* Exercício breve
Responda às perguntas seguintes com base no texto sobre o golpe no Chile.
1. Em que estação se passa a recordação do dia do golpe?
2. Em que data, segundo o texto, se extinguiu a luz que o Chile representava?
3. Que lição tiraram do golpe as diferentes linhas marxistas?

* Excerto para ler
--------

A lição do Chile – por Carlos Loures

 

 

Passa amanhã mais um ano sobre os dramáticos acontecimentos do Chile.

 

No dia do golpe iam chegando notícias terríveis. Lembro-me de estar na estação do Cais do Sodré, pouco depois das seis da tarde (passava do meio-dia em Santiago e tudo estava perdido), com o Diário de Lisboa tremendo-me nas mãos e fazendo esforço para que as lágrimas não se soltassem. Porque com o brutal esmagamento da Revolução chilena, para nós, os que não acreditavam que da Rússia, da China, da Coreia ou da Albânia nos viesse algo de positivo, vendo Cuba cada vez mais enredada nas malhas do imperialismo soviético, o Chile era para nós um farol de esperança. Uma luz que, naquele 11 de Setembro de 1973, se extinguiu.

 

Quando, a partir de 25 de Abril de 1974, pudemos livremente comentar o golpe de Pinochet, cada tendência política fez dele a leitura que mais lhe convinha – os católicos conservadores viram nele a consequência lógica da tomada do poder por forças ao serviço do marxismo internacional, uma espécie de castigo de Deus. Os neo-liberais, não fugiram muito a esta explicação, pondo a tónica nas dificuldades que o governo de Allende colocou às leis do mercado. Isto é, puseram o mercado no lugar de Deus. Curiosamente, as diferentes linhas marxistas – os pró-soviéticos, os pró-chineses e os pró-albaneses – viram o golpe como uma resposta do imperialismo à política «aventureirista» do governo popular do Chile. Condenaram o golpe, mas a lição que tiraram foi a de que não se deve provocar o capitalismo.

--------

(Entradas do conjunto de dados)
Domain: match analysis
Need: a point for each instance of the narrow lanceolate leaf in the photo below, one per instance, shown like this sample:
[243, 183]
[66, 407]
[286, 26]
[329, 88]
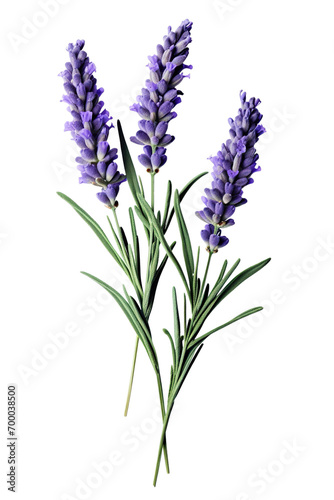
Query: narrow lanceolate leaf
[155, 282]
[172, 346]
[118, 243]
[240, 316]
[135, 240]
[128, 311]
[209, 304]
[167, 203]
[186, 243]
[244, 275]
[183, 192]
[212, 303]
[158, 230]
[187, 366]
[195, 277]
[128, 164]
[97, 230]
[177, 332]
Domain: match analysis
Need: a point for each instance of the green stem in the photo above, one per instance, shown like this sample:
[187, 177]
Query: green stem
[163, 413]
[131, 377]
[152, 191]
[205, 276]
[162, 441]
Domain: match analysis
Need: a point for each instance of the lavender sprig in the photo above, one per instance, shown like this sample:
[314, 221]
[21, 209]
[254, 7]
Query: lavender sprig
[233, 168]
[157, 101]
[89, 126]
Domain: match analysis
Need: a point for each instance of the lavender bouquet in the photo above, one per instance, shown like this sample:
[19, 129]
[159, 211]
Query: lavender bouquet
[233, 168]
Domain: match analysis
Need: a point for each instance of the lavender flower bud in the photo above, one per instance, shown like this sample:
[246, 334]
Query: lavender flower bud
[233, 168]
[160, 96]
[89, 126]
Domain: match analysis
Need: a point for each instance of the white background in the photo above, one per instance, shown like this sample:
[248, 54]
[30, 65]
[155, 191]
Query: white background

--------

* Resolução da tarefa
1. Na estação do Cais do Sodré.
2. A 11 de Setembro de 1973.
3. A de que não se deve provocar o capitalismo.